EXTRAIT SOURCE:
Il est fort probable, qu’au cours de votre carrière, vous ayez des choix à faire.
- Dois-je accepter cette opportunité interne ?
- Dois-je accepter cette opportunité externe alors que je ne suis pas insatisfait(e) de ma situation actuelle ?
- Dois-je quitter un travail qui ne m’épanouit plus mais qui présente quand même des avantages (rémunération satisfaisante, confort, organisation familiale rodée, etc.) ?
- Dois-je me réorienter ?
- Est-ce que je me lance dans ce projet d’entrepreneuriat ?
- Etc.
Comment aider celles et ceux que j’accompagne dans leur prise de décision ? C’est une question qui m’anime profondément, car je pense qu’une (grande) partie de la valeur ajoutée d’un consultant se trouve là.
« Écoutez votre cœur » est certes nécessaire, mais reste, à mon sens, insuffisant.
J’ai donc décidé d’explorer la littérature sur le sujet de la prise de décision. Au fil de mes recherches, je suis tombée sur l’ouvrage Comment faire de bons choix1 de Chip & Dan Heath (ils sont frères si vous vous posez la question :)).
Tout d’abord, de quel type de choix/décision s’agit-il ? Des choix complexes, comme ceux que font les organisations en matière de stratégie par exemple, ou les choix de carrière. En d’autres termes, il ne s’agit pas de renforcer notre capacité à choisir parmi les 37 parfums de glaces chez le glacier !
Par ailleurs, les auteurs sont clairs : même avec le processus qu’ils proposent, nous continuerons de prendre de mauvaises décisions ! Cependant, en l’intégrant comme une routine, nous augmentons la probabilité de rendre nos décisions meilleures. Ou de limiter les erreurs.
Ce processus est un appui certain lorsque nous aidons nos proches dans leur prise de décision. Ou que nous prenons des décisions dans notre organisation.
Pour ma part, il va nourrir grandement ma pratique.
J’ai décidé, pour mes prochaines publications, de vous présenter quelques idées clés du livre, appliquées exclusivement au cas de la carrière. Je commence par vous présenter les 4 pièges de la prise de décision. Nous explorerons ensuite, dans d’autres articles, les outils à mettre en œuvre pour les contourner.
Nota : je vous invite à lire le livre, riche d’exemples, notamment sur les processus décisionnels suivis par des entreprises. Amusant et très instructif !
Préalable – « Ce qu’on voit et rien d’autre »
A. Un petit exercice pour commencer
Thelma a 32 ans. Elle est ingénieure, et travaille dans un grand groupe industriel. Elle adore son métier et le secteur dans lequel elle travaille. Cependant, elle ne se sent pas reconnue à la hauteur de l’investissement qu’elle fournit. Elle a demandé plusieurs augmentations qui lui ont été refusées. Son manager ne la soutient pas comme elle le voudrait dans les projets qu’elle porte.
Un jour, un chasseur de tête l’appelle pour lui proposer un poste similaire dans un autre groupe industriel. Le poste est plus près de chez elle, le salaire est nettement meilleur et le sujet l’intéresse.
Selon vous, doit-elle accepter cette proposition ? Que lui conseilleriez-vous de faire ?

CONSIGNES:
A – Réécrivez en liste numérotée les lignes des rangées, en commençant au début des rangées et en terminant à la ligne qui contient « POLYGON ((16 6, 13 », ces deux lignes comprises. Omettez les lignes vides.
B – Poursuivez le texte sur les choix de carrière à partir de l'endroit où il s'arrête.

CONTENU DES RANGÉES:

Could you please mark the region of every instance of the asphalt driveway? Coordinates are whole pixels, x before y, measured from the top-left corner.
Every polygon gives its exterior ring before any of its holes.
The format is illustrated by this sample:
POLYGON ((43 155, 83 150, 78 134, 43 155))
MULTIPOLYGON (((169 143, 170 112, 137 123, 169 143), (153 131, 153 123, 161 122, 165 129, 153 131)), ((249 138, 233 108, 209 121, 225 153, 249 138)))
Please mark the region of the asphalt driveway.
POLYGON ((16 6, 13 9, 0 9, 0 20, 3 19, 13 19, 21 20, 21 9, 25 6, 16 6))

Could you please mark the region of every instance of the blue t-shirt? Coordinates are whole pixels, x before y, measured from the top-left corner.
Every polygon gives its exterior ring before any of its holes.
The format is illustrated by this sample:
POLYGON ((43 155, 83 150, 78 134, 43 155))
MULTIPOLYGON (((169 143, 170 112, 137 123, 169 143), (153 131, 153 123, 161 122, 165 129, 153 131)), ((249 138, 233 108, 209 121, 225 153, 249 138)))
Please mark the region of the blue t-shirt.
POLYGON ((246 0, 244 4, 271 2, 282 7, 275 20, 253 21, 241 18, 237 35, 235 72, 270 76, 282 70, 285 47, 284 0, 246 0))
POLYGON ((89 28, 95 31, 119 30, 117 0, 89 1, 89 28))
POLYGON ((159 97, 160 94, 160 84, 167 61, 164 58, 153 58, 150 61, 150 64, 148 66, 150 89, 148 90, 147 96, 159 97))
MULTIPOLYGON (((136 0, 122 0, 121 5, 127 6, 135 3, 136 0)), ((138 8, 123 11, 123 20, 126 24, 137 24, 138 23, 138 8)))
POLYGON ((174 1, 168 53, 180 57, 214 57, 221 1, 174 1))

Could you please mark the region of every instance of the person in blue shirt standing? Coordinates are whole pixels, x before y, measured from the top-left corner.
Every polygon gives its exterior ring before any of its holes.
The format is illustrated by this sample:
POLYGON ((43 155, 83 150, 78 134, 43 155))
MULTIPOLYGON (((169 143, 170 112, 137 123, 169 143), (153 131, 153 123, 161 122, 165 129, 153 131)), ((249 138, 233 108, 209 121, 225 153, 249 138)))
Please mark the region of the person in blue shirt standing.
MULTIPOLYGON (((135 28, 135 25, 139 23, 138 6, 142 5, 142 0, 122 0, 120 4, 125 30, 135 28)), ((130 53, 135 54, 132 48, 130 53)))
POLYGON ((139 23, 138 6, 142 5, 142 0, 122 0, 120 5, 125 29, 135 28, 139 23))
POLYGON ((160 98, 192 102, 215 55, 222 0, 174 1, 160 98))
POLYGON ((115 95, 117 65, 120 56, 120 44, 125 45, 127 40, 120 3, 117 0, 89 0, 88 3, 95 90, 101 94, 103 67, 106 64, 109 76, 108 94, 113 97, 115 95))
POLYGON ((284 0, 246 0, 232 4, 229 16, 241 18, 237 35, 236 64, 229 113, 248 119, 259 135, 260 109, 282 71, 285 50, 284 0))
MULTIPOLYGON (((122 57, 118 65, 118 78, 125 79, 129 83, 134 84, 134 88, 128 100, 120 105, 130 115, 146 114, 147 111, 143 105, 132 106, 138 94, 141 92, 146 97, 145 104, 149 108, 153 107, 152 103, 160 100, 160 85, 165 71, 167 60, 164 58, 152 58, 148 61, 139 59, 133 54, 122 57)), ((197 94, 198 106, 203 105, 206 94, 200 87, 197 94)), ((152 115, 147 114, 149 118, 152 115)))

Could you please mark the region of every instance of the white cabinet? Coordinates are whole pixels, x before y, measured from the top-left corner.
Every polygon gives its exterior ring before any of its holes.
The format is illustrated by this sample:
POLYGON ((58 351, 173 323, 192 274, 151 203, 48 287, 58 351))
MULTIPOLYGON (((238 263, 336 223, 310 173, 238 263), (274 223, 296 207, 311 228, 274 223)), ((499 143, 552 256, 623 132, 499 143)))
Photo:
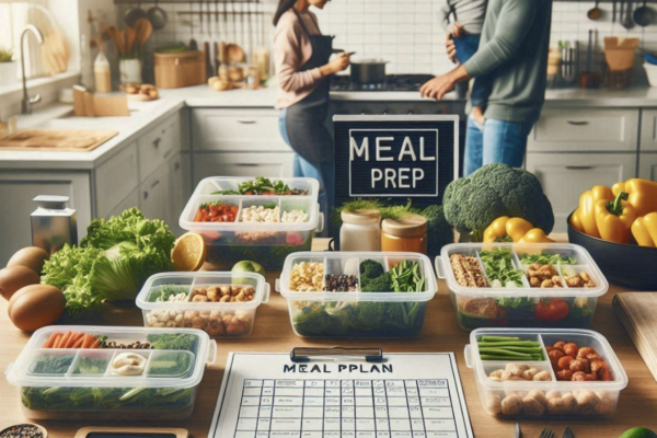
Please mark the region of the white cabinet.
POLYGON ((32 199, 37 195, 68 196, 69 207, 77 210, 78 239, 87 234, 91 222, 91 182, 89 172, 0 172, 0 266, 24 246, 32 245, 30 214, 36 209, 32 199))
POLYGON ((638 154, 638 177, 657 182, 657 153, 638 154))
POLYGON ((560 232, 566 231, 566 218, 583 192, 636 175, 634 153, 528 153, 526 163, 552 203, 554 231, 560 232))
POLYGON ((637 108, 546 107, 534 125, 529 152, 636 151, 637 108))
POLYGON ((195 153, 194 184, 208 176, 290 176, 293 159, 291 152, 195 153))

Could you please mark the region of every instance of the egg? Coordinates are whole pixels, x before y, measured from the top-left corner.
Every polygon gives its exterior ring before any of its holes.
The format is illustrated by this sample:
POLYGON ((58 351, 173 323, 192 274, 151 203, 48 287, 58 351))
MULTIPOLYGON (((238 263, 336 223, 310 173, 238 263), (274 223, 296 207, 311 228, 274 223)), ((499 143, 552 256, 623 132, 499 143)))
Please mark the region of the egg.
POLYGON ((38 284, 38 274, 25 266, 9 266, 0 269, 0 295, 9 300, 16 290, 38 284))
POLYGON ((27 246, 15 252, 11 256, 7 266, 25 266, 37 274, 42 273, 44 263, 50 255, 43 249, 37 246, 27 246))
POLYGON ((66 298, 55 286, 32 285, 11 297, 7 313, 16 327, 34 332, 55 324, 64 314, 66 298))

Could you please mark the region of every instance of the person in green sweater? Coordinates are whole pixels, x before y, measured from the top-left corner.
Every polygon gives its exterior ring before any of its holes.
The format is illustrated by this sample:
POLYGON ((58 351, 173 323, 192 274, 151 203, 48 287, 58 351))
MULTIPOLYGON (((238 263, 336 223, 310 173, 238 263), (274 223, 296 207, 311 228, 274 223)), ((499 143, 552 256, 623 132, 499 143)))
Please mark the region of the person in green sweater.
POLYGON ((551 21, 552 0, 489 0, 479 50, 419 90, 422 96, 441 100, 457 82, 491 81, 483 126, 468 117, 465 176, 484 164, 522 165, 527 137, 545 100, 551 21))

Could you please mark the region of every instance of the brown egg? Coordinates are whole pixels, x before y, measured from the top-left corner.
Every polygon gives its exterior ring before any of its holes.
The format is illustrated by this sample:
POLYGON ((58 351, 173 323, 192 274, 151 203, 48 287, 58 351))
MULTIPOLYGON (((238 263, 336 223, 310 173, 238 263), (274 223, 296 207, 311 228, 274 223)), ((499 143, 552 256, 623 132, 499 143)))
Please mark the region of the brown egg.
POLYGON ((16 327, 34 332, 55 324, 61 318, 65 306, 66 298, 55 286, 32 285, 11 297, 7 313, 16 327))
POLYGON ((7 266, 25 266, 35 273, 42 273, 44 263, 50 257, 50 255, 43 249, 36 246, 27 246, 15 252, 11 256, 7 266))
POLYGON ((38 284, 38 274, 25 266, 9 266, 0 269, 0 295, 9 300, 16 290, 38 284))

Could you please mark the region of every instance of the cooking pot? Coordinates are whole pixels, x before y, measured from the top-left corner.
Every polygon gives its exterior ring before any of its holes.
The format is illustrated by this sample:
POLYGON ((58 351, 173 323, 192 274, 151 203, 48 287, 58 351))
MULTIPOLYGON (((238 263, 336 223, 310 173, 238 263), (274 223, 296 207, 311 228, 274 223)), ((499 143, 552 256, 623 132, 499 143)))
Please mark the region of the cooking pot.
POLYGON ((362 59, 351 62, 351 83, 355 85, 385 83, 385 65, 383 59, 362 59))

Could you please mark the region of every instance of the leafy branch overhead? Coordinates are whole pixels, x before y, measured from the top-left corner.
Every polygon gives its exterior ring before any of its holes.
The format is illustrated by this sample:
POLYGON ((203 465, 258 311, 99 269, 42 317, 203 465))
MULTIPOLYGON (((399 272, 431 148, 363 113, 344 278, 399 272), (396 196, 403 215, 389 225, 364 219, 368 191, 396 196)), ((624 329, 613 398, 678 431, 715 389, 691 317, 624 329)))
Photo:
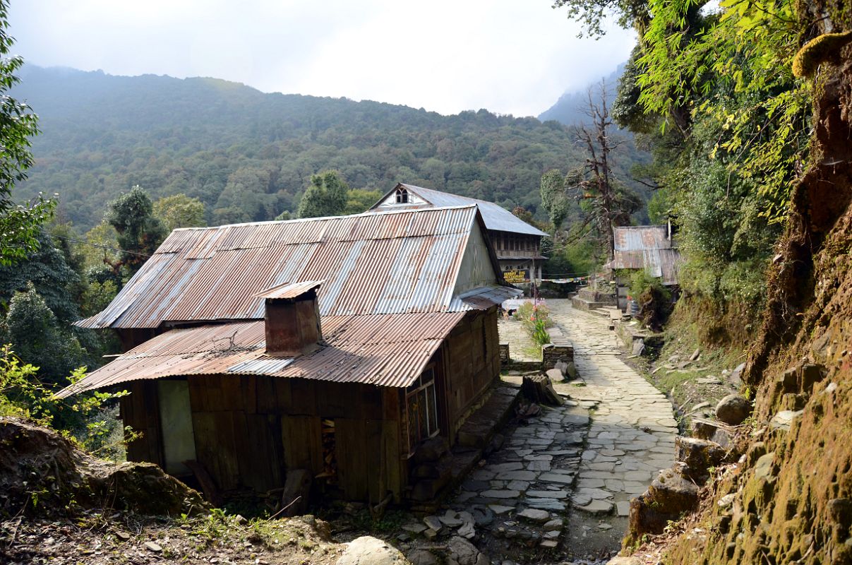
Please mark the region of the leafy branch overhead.
POLYGON ((37 194, 26 204, 12 197, 15 183, 32 166, 30 138, 38 133, 37 117, 26 104, 9 95, 24 64, 9 56, 14 40, 9 35, 9 3, 0 0, 0 264, 10 265, 38 248, 39 226, 50 219, 55 203, 37 194))

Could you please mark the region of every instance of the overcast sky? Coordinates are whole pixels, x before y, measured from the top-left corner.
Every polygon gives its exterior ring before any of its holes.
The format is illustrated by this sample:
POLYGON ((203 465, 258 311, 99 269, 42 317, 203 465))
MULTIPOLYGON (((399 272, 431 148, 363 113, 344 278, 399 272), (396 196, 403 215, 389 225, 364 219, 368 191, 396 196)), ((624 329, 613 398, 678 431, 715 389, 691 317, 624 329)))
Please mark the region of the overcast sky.
POLYGON ((538 115, 626 61, 550 0, 12 0, 14 50, 44 66, 215 77, 284 92, 538 115))

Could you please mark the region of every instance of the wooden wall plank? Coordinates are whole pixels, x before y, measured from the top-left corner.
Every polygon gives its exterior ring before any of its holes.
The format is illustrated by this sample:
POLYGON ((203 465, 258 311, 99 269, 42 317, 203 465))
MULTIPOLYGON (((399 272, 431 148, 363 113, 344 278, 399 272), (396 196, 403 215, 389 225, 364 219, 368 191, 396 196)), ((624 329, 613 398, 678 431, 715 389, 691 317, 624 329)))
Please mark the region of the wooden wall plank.
POLYGON ((362 419, 336 418, 337 480, 343 495, 352 500, 366 499, 367 458, 376 451, 368 450, 366 424, 362 419))

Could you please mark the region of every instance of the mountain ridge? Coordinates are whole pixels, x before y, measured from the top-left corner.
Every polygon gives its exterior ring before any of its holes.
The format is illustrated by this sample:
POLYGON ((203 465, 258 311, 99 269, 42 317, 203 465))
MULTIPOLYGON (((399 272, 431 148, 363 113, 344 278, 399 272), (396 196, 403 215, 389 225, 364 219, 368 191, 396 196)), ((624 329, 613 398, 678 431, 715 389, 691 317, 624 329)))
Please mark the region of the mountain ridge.
MULTIPOLYGON (((13 95, 39 115, 19 196, 60 194, 82 228, 134 185, 201 199, 210 224, 295 210, 310 176, 354 188, 397 182, 538 210, 541 175, 584 159, 569 130, 486 110, 444 116, 373 101, 263 93, 219 78, 122 77, 26 66, 13 95)), ((641 155, 622 150, 622 172, 641 155)))

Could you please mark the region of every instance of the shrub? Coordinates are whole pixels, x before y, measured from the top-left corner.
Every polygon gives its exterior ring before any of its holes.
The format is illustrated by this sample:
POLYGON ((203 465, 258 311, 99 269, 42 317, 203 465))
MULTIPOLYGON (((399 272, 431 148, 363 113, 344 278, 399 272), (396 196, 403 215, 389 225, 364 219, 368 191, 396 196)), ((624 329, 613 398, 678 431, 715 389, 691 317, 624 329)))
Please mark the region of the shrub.
MULTIPOLYGON (((69 383, 85 377, 85 367, 72 372, 69 383)), ((119 446, 138 437, 128 428, 126 440, 118 433, 118 420, 109 406, 112 401, 128 395, 91 392, 71 399, 54 395, 53 387, 38 378, 38 367, 22 363, 9 345, 0 347, 0 416, 32 420, 39 425, 56 427, 57 431, 93 453, 120 456, 119 446)))
POLYGON ((544 303, 524 303, 515 315, 523 324, 524 330, 536 345, 550 343, 550 334, 547 332, 547 328, 553 326, 553 320, 550 320, 550 310, 544 303))

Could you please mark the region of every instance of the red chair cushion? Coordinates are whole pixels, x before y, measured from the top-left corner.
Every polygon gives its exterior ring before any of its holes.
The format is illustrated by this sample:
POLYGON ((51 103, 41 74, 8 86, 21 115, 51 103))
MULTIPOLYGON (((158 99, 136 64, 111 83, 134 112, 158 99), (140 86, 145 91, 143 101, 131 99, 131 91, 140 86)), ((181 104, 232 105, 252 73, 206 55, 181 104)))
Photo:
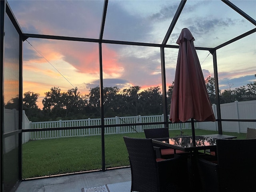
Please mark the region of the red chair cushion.
MULTIPOLYGON (((181 151, 180 150, 176 150, 176 154, 186 153, 187 152, 188 152, 181 151)), ((161 154, 162 155, 172 155, 174 154, 174 149, 162 149, 161 150, 161 154)))
POLYGON ((161 158, 157 158, 156 159, 156 160, 157 162, 158 162, 158 161, 163 161, 164 160, 166 160, 166 159, 161 159, 161 158))

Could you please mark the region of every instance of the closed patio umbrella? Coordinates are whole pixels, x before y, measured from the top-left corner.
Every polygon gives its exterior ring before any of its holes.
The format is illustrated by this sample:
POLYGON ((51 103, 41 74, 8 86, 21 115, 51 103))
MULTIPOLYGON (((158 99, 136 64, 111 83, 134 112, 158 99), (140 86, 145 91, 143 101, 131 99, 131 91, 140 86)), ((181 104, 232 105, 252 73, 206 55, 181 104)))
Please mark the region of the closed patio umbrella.
POLYGON ((173 123, 191 119, 193 144, 195 144, 194 119, 215 121, 199 60, 188 29, 181 31, 172 96, 170 120, 173 123))

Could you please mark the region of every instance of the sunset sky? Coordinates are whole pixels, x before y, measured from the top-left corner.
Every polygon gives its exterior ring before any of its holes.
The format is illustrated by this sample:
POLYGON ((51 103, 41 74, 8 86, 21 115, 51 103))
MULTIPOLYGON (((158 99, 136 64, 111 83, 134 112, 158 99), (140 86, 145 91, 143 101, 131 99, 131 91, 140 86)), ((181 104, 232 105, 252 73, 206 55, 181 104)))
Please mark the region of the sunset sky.
MULTIPOLYGON (((256 1, 230 1, 256 19, 256 1)), ((99 37, 103 0, 8 2, 24 33, 99 37)), ((180 2, 110 0, 103 39, 161 44, 180 2)), ((255 27, 220 0, 190 0, 168 44, 177 45, 184 28, 193 35, 196 46, 214 48, 255 27)), ((23 44, 23 92, 39 93, 40 108, 44 93, 52 87, 66 92, 76 86, 84 95, 99 85, 98 44, 32 38, 27 41, 23 44)), ((178 51, 165 49, 167 86, 174 80, 178 51)), ((212 55, 208 56, 207 51, 197 52, 205 78, 214 77, 212 55)), ((102 53, 104 87, 162 88, 160 48, 103 44, 102 53)), ((221 90, 229 84, 235 88, 256 80, 255 33, 217 50, 217 57, 221 90)))

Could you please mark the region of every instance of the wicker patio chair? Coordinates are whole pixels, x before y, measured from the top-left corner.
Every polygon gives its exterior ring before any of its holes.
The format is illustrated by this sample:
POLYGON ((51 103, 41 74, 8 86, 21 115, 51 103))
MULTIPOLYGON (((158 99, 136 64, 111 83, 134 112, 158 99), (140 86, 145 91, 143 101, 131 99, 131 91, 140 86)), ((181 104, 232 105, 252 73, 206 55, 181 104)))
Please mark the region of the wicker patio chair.
POLYGON ((256 139, 256 129, 247 128, 246 139, 256 139))
POLYGON ((188 191, 187 159, 178 155, 156 159, 152 140, 124 136, 132 174, 131 192, 188 191))
MULTIPOLYGON (((168 138, 169 137, 168 128, 158 128, 156 129, 144 129, 144 133, 147 138, 168 138)), ((160 149, 161 157, 165 159, 172 158, 175 154, 189 154, 189 153, 180 150, 176 150, 174 149, 164 147, 163 146, 158 146, 154 144, 154 146, 158 147, 160 149)), ((155 148, 156 151, 158 150, 155 148)), ((159 154, 159 152, 158 152, 159 154)))
POLYGON ((256 139, 218 140, 216 144, 216 162, 198 160, 202 191, 255 191, 256 139))

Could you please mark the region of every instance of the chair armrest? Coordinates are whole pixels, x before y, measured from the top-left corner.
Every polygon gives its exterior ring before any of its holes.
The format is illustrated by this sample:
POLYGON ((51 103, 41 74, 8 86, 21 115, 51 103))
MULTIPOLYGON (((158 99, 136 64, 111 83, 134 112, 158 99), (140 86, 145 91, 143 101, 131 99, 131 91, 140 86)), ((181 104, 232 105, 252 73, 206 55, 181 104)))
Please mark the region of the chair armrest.
POLYGON ((187 191, 189 189, 187 162, 186 156, 178 154, 157 162, 160 186, 168 183, 170 187, 160 191, 187 191))
POLYGON ((158 147, 153 146, 154 150, 156 153, 156 158, 162 158, 161 154, 161 148, 158 147))
POLYGON ((197 165, 202 191, 219 191, 218 164, 199 158, 197 165))

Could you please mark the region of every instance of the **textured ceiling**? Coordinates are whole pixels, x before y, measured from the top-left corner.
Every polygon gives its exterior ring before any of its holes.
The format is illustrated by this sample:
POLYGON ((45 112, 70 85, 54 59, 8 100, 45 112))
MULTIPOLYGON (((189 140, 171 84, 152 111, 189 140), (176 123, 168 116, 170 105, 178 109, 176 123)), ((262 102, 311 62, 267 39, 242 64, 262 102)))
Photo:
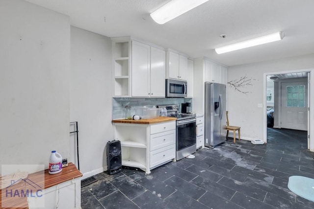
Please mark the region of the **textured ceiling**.
POLYGON ((27 0, 69 15, 72 25, 87 30, 131 35, 227 66, 314 52, 313 0, 209 0, 162 25, 149 14, 169 0, 27 0), (280 41, 221 54, 214 50, 279 31, 285 34, 280 41))

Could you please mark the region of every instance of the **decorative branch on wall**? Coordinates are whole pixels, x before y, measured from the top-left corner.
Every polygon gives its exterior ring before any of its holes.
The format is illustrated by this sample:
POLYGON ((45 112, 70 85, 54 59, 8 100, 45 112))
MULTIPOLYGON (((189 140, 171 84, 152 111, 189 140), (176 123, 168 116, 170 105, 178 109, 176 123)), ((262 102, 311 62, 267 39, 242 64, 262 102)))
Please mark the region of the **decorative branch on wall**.
POLYGON ((252 81, 253 80, 258 80, 257 79, 249 78, 246 75, 241 77, 238 79, 235 79, 228 82, 227 83, 229 86, 235 89, 235 91, 239 91, 243 94, 247 94, 248 93, 252 93, 250 91, 245 91, 243 88, 247 87, 248 86, 253 86, 252 81))

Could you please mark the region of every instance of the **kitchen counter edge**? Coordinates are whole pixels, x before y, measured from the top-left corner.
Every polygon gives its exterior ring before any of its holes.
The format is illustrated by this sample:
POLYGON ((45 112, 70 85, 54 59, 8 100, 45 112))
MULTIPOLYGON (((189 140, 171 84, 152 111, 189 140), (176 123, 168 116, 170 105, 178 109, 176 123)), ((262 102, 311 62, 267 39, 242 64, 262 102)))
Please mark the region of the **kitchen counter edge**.
POLYGON ((177 118, 171 117, 162 117, 158 118, 150 118, 148 119, 141 119, 138 120, 127 119, 114 119, 111 121, 112 123, 130 123, 135 124, 153 124, 155 123, 165 123, 167 122, 175 121, 177 118))

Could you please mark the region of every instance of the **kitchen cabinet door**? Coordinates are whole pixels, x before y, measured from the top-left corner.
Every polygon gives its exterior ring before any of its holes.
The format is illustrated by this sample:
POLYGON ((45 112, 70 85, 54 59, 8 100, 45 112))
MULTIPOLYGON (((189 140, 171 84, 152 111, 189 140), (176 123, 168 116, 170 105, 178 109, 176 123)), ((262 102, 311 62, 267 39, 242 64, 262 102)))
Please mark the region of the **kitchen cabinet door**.
POLYGON ((187 57, 179 55, 179 79, 186 80, 187 78, 187 57))
POLYGON ((187 81, 187 97, 193 97, 193 72, 194 62, 193 60, 187 60, 187 72, 186 81, 187 81))
POLYGON ((150 96, 150 46, 132 41, 132 97, 150 96))
POLYGON ((165 97, 165 52, 151 47, 151 97, 165 97))
POLYGON ((169 78, 179 79, 179 54, 168 52, 168 76, 169 78))

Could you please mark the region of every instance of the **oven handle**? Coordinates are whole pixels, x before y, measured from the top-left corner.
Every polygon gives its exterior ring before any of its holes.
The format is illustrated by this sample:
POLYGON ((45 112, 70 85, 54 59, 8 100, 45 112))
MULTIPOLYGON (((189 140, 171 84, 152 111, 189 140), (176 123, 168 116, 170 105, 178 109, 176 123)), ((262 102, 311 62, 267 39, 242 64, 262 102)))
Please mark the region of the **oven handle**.
POLYGON ((192 123, 193 122, 196 121, 196 118, 194 118, 193 119, 191 120, 184 120, 183 121, 177 121, 178 123, 180 124, 187 124, 187 123, 192 123))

RÉPONSES:
A –
1. Could you please mark the region of every instance of the asphalt driveway? Coordinates are whole pixels, x before y, measured from the top-left corner.
2. Every polygon gives its exterior ring before any of its holes.
3. The format is illustrated by this sample:
4. POLYGON ((43 155, 83 150, 78 134, 43 155))
5. MULTIPOLYGON (((169 143, 170 112, 137 123, 169 143), (153 131, 153 123, 161 122, 165 129, 153 131)), ((249 138, 233 108, 209 121, 225 153, 249 138)))
6. Please mark the region of the asphalt driveway.
7. POLYGON ((16 6, 13 9, 0 9, 0 20, 3 19, 13 19, 21 20, 21 9, 25 6, 16 6))

B –
B. Apprendre à regarder dans l’ombre
En s’appuyant sur un exemple analogue, Chip et Dan Heath mettent en évidence que nous avons tendance à nous forger rapidement une première opinion, uniquement sur la base de quelques informations.
Or, nous sommes loin d’avoir toutes les informations utiles à la prise de décision : est-on sûr que le manque de reconnaissance ressenti par Thelma est simplement lié à son salaire ? De même, est-elle spécifiquement intéressée par le fait de se rapprocher de chez elle ? Le sujet du nouveau poste l’intéresse, mais l’adore-t-elle autant que celui sur lequel elle travaille ? Qu’est-ce qui est le plus important pour elle in fine ? Etc.
« Ce qu’on voit et rien d’autre » : c’est le nom que donne Daniel Kahneman (psychologue et prix Nobel d’économie) à cette tendance. Chip et Dan Heath la nomment « effet projecteur ». Nous pouvons avoir tendance à regarder uniquement là où est la lumière et nous ne faisons pas l’effort de regarder dans l’ombre.
De plus, nos décisions sont assujetties à nos biais, à notre irrationalité et à notre instinct, qui bien qu’utile, peut parfois nous jouer des tours.
Alors comment faire mieux ? Selon les auteurs, en suivant un processus qui permet de contourner les 4 pièges de la prise de décision. Quels sont-ils ?
1/ Piège n°1 – Le cadrage serré (ou le choix binaire)
La façon dont j’ai formulé les questions en introduction (Dois-je…) constitue le premier piège, à savoir le cadrage serré.
Il s’agit de la disposition que nous avons à envisager nos décisions comme des choix binaires. Dois-je faire ceci OU cela ? Or, il pourrait être pertinent, parfois, de se demander si je peux faire ceci ET cela ? Ou bien faire ceci OU cela Ou encore autre chose ?
En matière de carrière, cela s’illustre souvent dans le cas des personnes qui envisagent de « tout quitter » pour lancer une activité entrepreneuriale. Rester dans ce que je fais OU tenter l’aventure. Or, d’autres options pourraient être envisagées, comme celles qui permettent une mise en place progressive. A titre d’exemple, est-il possible d’aménager son temps de travail pour tester/lancer cette nouvelle activité ? En négociant un temps partiel par exemple (si financièrement viable) ?
Pour démontrer cette inclination à n’envisager qu’une seule option, Chip & Dan Heath recense les résultats d’une étude conduite par Paul C. Nutt2 sur 168 décisions organisationnelles. Ce dernier a constaté que 71 % des équipes avaient envisagé une seule option. Or, il constate également que, sur une longue période, 52% des décisions « mono option » échouaient, contre 32% des décisions « multi options ».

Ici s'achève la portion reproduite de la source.